### Your instructions
Convert every line of the data below into a Markdown table with the columns No. and Line, numbering the rows in order and leaving out blank lines.

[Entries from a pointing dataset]
::::::

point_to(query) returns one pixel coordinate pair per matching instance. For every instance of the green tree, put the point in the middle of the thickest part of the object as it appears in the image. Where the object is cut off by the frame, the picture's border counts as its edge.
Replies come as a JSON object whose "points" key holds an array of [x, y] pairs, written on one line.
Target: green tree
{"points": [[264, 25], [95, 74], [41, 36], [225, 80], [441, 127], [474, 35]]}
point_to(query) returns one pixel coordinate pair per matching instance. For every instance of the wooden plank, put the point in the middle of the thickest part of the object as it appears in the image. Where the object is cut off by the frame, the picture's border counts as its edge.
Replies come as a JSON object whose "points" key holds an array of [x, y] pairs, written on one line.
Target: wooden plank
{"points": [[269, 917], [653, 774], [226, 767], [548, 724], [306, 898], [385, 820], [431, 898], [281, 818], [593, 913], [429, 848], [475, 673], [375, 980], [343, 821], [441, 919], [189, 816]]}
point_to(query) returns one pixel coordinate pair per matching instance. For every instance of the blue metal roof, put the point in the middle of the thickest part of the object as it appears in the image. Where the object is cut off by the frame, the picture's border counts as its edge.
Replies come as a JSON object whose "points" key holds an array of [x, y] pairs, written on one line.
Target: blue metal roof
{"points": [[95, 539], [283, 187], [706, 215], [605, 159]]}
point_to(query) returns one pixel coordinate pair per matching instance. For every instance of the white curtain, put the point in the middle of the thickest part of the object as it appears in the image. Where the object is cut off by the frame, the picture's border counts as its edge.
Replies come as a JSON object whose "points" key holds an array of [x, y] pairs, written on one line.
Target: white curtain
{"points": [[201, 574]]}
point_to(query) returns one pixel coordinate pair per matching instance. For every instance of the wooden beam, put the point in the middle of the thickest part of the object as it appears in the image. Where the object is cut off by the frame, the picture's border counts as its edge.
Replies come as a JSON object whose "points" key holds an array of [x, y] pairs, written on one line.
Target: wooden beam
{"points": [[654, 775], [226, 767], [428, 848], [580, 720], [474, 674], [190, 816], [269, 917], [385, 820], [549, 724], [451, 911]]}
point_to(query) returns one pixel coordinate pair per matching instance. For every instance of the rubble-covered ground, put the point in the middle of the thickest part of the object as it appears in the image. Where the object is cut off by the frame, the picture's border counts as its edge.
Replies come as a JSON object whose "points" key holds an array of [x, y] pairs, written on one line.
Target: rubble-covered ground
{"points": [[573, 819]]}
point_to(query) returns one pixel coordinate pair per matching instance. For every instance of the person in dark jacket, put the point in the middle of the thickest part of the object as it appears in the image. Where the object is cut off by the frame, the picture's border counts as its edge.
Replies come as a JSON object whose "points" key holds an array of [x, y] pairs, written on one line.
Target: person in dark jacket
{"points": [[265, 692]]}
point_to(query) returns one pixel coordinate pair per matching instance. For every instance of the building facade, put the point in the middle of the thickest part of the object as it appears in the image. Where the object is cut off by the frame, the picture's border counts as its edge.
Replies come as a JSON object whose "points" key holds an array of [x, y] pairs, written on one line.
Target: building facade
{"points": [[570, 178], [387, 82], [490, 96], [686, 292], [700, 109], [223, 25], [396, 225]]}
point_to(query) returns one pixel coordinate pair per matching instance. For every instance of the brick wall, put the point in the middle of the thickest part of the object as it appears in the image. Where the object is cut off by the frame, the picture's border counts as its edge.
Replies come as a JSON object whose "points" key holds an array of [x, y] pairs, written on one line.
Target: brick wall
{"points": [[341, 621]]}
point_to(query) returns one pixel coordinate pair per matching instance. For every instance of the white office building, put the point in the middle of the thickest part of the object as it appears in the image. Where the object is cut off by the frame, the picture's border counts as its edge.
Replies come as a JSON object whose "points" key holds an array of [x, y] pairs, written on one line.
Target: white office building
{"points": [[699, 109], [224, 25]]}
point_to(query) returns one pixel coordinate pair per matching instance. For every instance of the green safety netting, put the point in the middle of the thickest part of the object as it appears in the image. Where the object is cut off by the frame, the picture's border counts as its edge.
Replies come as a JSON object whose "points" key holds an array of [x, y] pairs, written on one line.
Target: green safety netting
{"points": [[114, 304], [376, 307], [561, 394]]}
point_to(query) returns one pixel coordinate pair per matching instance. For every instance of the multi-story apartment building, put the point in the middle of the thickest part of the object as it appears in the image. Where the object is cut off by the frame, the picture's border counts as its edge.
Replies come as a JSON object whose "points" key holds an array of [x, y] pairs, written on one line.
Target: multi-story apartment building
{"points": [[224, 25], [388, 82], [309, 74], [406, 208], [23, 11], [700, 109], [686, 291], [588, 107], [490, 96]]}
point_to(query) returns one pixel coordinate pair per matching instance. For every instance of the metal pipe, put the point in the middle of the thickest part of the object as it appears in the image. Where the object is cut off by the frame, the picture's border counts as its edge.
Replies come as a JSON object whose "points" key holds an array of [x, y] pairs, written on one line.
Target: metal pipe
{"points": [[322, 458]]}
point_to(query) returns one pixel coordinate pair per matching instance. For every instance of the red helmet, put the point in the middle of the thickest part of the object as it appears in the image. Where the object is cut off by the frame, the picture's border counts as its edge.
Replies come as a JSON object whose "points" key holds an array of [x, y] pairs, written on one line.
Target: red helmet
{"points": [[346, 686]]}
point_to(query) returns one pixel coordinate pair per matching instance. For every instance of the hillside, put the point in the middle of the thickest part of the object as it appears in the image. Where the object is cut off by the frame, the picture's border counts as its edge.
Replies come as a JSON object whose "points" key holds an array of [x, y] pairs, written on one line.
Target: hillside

::::::

### Answer for this exercise
| No. | Line |
|---|---|
| 1 | point_to(query) returns one pixel coordinate pair per matching instance. For every instance of the green tree, put the point in the middle of the thickest part of the object as it appears in the image. Where the object is cut off by the frame, the picture's border counts as its edge. |
| 2 | Replies come as a JSON object whose "points" key holds an array of [x, y] pairs, written on one line. |
| 3 | Target: green tree |
| 4 | {"points": [[264, 25], [95, 74], [41, 36], [225, 80], [441, 127], [474, 35]]} |
| 5 | point_to(query) returns one pixel coordinate pair per matching instance. For every instance of the wooden plank, put the point in the middle of the thickest part of the object as it appears in the image. Where the object is cut off by the frame, the picture's border counts as its edge. |
| 6 | Replies come as a JSON object whose "points" key holds an array of [x, y] pairs, written on one line. |
| 7 | Target: wooden plank |
| 8 | {"points": [[269, 917], [653, 774], [226, 767], [548, 724], [306, 898], [385, 820], [431, 898], [281, 818], [593, 913], [429, 848], [475, 673], [375, 980], [343, 821], [441, 919], [189, 816]]} |
| 9 | point_to(query) returns one pixel coordinate pair per matching instance. For every instance of the blue metal roof, put the point in the middle of the thickest part of the object as it appears in the image. Where the object is cut off by the frame, the picture's border counts as its edge. |
| 10 | Replies come as a JSON object whose "points" key holds an array of [x, y] pairs, written on one line. |
| 11 | Target: blue metal roof |
| 12 | {"points": [[95, 539], [283, 187], [706, 215], [605, 159]]} |
| 13 | point_to(query) returns one pixel coordinate pair per matching instance. For every instance of the white curtain, put the point in the middle of the thickest part of the object as it appears in the image. Where the object is cut off by the frame, the picture's border counts as its edge. |
| 14 | Replies come as a JSON object whose "points" key holds an array of [x, y] pairs, written on one line. |
| 15 | Target: white curtain |
| 16 | {"points": [[201, 574]]} |
| 17 | point_to(query) returns one pixel coordinate pair per matching instance. For every instance of the wooden beam, put the point in the middle of the thickest part of the object as it appears in the image. Where the object is cut off by the frame, the picture's border counts as its edge. |
| 18 | Replies come as a JSON object whose "points" key holds an array of [x, y] pairs, written on one line. |
| 19 | Target: wooden beam |
| 20 | {"points": [[654, 775], [226, 767], [428, 848], [580, 720], [474, 674], [190, 816], [269, 917], [385, 820], [549, 724], [451, 911]]} |
| 21 | point_to(query) returns one pixel coordinate pair per matching instance. For every instance of the rubble-covered ground, put the point in the middle of the thickest part of the object as it appears in the image. Where the object is cut off by the frame, the picture's border counts as its edge. |
| 22 | Replies come as a JSON object whose "points" key holds an array of [x, y] pairs, written on one line. |
| 23 | Target: rubble-covered ground |
| 24 | {"points": [[573, 819]]} |
| 25 | point_to(query) returns one pixel coordinate pair per matching instance. For every instance of the person in dark jacket, put the point in the middle of the thickest part of the object as it appears in the image. Where the object is cut off by the frame, the picture's border counts as its edge. |
| 26 | Replies come as a JSON object whose "points" key holds an array of [x, y] pairs, written on one line. |
| 27 | Target: person in dark jacket |
| 28 | {"points": [[265, 692]]} |
| 29 | point_to(query) returns one pixel coordinate pair per matching instance. For every instance of the building facade, put the point in the middle of the thickest part of the object as it appears in the image. Where the object is cut off by the frame, the picture's border counts as its edge. |
| 30 | Replies come as a JSON object whose "points" key holds an array of [x, y] pairs, written on one line. |
| 31 | Target: building facade |
| 32 | {"points": [[570, 178], [387, 82], [490, 96], [686, 292], [700, 109], [223, 25], [396, 225]]} |
| 33 | point_to(query) returns one pixel coordinate pair per matching instance. For every instance of the brick wall, put the point in the middle of the thickest part of the object as it appears in the image. Where the object is cut off by the frame, the picture's border counts as its edge. |
| 34 | Replies come as a JSON object whose "points" key holds an array of [x, y] pairs, written on one line. |
| 35 | Target: brick wall |
| 36 | {"points": [[341, 621]]} |
| 37 | point_to(query) returns one pixel coordinate pair per matching instance. For every instance of the white office building, put the point in the middle of the thickest part of the object as it appears in the image. Where the object is cut off by the frame, the picture's border counts as its edge. |
| 38 | Replies come as a JSON object whose "points" key holds an array of [x, y] pairs, written on one line. |
| 39 | Target: white office building |
| 40 | {"points": [[699, 109], [224, 25]]} |
| 41 | point_to(query) returns one pixel coordinate pair per matching instance. For every instance of the green safety netting, put the point in the middle of the thickest part of the object as it appears in the image. Where the object is cut off by the frame, the picture's border counts as its edge. |
| 42 | Replies come as a JSON object whose "points" key holds an array of [x, y] pairs, written on one line. |
| 43 | Target: green safety netting |
| 44 | {"points": [[114, 304], [376, 307], [561, 394]]} |
| 45 | point_to(query) returns one pixel coordinate pair per matching instance. For every instance of the multi-story apartment building, put the point in the middle of the thickest part of the object as it appears in the image. Where the object is cut off by the frame, the picture's border counts as its edge. |
| 46 | Replies come as a JSON object whose "points" key holds an array of [x, y] pairs, written on one line. |
| 47 | Target: multi-story apartment building |
| 48 | {"points": [[224, 25], [388, 82], [309, 74], [406, 208], [23, 11], [700, 109], [686, 291], [588, 107], [490, 96]]} |
| 49 | point_to(query) returns one pixel coordinate pair per matching instance. For every instance of the metal pipe, put the point in the middle of the thickest part of the object as it appears in the image. Where the object is cut off by the frame, the picture's border counts as its edge. |
| 50 | Replies come as a JSON object whose "points" key holds an array of [x, y] pairs, written on one line. |
| 51 | Target: metal pipe |
| 52 | {"points": [[322, 458]]} |
| 53 | point_to(query) returns one pixel coordinate pair per matching instance. For every instance of the red helmet, put the point in the middle of the thickest part of the object as it appears in the image. Where the object is cut off by the frame, the picture's border counts as its edge. |
| 54 | Replies come as a JSON object whose "points" key holds an array of [x, y] pairs, written on one line. |
| 55 | Target: red helmet |
| 56 | {"points": [[346, 686]]} |
| 57 | point_to(query) returns one pixel coordinate pair per matching instance. For every instance of the hillside, put the point in the middle of the thickest part of the object as it appears in the image. Where the object is cut off by the frame, the picture's border counts as its edge. |
| 58 | Replies come as a JSON object whose "points" key holds an array of [x, y] pairs, written on one line. |
| 59 | Target: hillside |